Excerpted text →
+ + + + +
Beginning this Sunday, the United States will gain bragging rights in the economic war with Japan and China: It will have the largest jobs-killing corporate tax rate in all of the industrialized world.
This is no April Fool’s joke. Once Japan officially drops its tax rate to 36.8% this Sunday, the USA’s will be at the top of the chart at 39.2%.
While the President has suggested a new 28% rate, Republicans claim that the reduction also would bring $350 billion in new taxes to offset losses. In response, the GOP is suggesting a reduction to 25%; however, the upcoming election seems to be preventing any compromise.
Any business groups are asking that the government make a cut in the rate for corporate taxes, believing the reduction would improve the growth of jobs and encourage reinvestment in industry. These groups cite moves in the UK to loser taxes by 6% from the former rate of 28% in a move to increase jobs and investment in Britain.
+ + + + +
Input data →
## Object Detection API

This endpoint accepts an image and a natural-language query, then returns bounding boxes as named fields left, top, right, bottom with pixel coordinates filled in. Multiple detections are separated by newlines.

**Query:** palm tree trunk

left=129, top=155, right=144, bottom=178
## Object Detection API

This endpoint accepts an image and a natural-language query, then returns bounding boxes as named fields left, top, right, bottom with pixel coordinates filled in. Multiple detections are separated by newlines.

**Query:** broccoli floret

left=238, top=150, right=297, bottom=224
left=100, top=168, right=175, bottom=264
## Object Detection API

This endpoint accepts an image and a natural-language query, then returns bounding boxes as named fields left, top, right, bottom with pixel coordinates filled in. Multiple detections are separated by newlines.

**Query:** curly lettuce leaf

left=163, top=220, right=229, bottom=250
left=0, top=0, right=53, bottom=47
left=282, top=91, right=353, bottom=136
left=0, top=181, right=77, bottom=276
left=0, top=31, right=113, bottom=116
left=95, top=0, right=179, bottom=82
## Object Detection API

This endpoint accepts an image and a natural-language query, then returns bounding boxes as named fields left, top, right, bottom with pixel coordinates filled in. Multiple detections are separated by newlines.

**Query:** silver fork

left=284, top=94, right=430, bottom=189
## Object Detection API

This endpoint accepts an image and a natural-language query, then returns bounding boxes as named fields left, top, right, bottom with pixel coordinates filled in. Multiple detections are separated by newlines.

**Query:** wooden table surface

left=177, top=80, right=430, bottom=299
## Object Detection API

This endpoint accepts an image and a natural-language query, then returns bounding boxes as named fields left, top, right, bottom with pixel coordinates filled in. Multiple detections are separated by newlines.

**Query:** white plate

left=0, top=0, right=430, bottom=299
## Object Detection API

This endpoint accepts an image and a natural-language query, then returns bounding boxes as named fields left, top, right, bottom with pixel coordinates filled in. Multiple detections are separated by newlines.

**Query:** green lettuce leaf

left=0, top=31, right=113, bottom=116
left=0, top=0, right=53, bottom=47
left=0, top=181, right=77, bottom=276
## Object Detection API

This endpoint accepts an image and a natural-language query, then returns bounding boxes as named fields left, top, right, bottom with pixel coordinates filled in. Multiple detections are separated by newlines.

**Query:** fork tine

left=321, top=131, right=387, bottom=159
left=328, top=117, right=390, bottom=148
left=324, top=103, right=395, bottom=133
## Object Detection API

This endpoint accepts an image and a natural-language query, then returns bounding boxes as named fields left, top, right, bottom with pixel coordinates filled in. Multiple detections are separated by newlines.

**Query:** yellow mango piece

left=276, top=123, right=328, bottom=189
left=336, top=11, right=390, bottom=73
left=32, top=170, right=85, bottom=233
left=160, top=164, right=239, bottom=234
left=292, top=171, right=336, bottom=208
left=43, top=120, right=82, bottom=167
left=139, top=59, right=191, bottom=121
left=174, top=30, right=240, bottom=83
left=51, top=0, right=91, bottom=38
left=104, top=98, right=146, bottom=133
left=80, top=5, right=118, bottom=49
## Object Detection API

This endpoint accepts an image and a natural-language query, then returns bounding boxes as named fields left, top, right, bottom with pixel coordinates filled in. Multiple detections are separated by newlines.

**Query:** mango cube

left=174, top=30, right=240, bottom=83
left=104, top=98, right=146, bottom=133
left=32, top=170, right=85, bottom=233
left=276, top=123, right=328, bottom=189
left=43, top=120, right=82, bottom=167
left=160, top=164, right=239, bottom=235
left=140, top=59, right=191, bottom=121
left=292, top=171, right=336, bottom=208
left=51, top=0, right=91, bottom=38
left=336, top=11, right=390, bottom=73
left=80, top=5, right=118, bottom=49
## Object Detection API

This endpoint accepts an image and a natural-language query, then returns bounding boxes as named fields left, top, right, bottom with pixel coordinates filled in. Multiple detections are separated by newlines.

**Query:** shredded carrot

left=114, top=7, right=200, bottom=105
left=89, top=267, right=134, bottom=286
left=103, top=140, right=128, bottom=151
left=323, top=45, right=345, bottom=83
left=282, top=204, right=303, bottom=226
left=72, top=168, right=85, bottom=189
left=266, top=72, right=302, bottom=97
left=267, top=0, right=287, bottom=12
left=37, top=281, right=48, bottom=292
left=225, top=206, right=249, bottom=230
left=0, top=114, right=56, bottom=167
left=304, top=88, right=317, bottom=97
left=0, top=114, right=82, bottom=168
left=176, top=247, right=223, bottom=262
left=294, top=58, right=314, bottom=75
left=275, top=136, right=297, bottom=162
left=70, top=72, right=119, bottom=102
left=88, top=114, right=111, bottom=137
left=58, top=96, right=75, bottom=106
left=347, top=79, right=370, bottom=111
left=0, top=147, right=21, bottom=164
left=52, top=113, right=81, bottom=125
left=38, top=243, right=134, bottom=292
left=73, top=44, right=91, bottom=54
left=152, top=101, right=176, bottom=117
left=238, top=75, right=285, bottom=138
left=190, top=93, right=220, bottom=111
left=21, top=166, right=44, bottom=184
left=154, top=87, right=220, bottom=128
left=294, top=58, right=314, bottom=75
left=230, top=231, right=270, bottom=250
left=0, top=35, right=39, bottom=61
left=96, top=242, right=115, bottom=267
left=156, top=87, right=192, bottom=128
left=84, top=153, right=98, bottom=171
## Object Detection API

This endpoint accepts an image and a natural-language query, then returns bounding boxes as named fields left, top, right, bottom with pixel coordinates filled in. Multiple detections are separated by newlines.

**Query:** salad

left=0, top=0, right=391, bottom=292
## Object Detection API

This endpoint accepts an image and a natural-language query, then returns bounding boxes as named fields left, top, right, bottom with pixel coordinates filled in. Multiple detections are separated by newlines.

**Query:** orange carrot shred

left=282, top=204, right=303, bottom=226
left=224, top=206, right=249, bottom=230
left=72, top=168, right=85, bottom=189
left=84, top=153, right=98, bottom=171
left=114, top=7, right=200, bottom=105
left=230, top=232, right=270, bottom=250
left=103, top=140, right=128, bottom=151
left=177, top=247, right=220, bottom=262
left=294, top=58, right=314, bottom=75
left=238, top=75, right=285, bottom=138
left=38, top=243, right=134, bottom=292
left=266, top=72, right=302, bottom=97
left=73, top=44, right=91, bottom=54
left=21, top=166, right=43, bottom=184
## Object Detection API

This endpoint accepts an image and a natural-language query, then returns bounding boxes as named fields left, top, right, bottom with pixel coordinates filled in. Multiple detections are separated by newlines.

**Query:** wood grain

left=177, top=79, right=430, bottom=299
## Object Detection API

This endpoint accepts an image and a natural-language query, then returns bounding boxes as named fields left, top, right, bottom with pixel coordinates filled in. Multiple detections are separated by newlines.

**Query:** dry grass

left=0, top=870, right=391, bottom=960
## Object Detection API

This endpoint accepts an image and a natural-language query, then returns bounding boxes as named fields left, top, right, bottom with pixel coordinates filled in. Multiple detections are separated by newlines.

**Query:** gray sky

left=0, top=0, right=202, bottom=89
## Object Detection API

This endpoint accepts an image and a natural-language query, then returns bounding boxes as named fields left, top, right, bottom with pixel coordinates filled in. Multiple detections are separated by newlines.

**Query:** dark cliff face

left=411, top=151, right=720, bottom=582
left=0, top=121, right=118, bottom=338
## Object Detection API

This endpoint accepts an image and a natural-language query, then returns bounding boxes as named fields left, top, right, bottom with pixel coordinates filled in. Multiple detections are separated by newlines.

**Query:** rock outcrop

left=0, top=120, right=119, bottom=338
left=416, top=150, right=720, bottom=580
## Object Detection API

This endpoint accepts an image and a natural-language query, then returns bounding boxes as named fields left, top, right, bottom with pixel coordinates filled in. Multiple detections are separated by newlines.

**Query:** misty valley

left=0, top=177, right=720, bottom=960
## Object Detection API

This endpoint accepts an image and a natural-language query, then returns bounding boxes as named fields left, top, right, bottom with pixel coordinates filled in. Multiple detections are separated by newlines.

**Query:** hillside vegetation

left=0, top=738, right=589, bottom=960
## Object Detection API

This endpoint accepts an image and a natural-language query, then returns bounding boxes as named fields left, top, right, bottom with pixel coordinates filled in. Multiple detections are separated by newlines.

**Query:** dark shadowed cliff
+ + + + +
Required work →
1 – From the corporate tax article, return the passage starting with "Any business groups" and going on through "investment in Britain.".
2 – Update the entries from their first line through the line containing "left=129, top=155, right=144, bottom=178", changing "endpoint" to "service" and leaving everything else unchanged; return only those lines.
The article and the entries were drawn from separate sources.

Results of the exercise →
1 –
Any business groups are asking that the government make a cut in the rate for corporate taxes, believing the reduction would improve the growth of jobs and encourage reinvestment in industry. These groups cite moves in the UK to loser taxes by 6% from the former rate of 28% in a move to increase jobs and investment in Britain.

2 –
## Object Detection API

This service accepts an image and a natural-language query, then returns bounding boxes as named fields left, top, right, bottom with pixel coordinates filled in. Multiple detections are separated by newlines.

**Query:** palm tree trunk

left=129, top=155, right=144, bottom=178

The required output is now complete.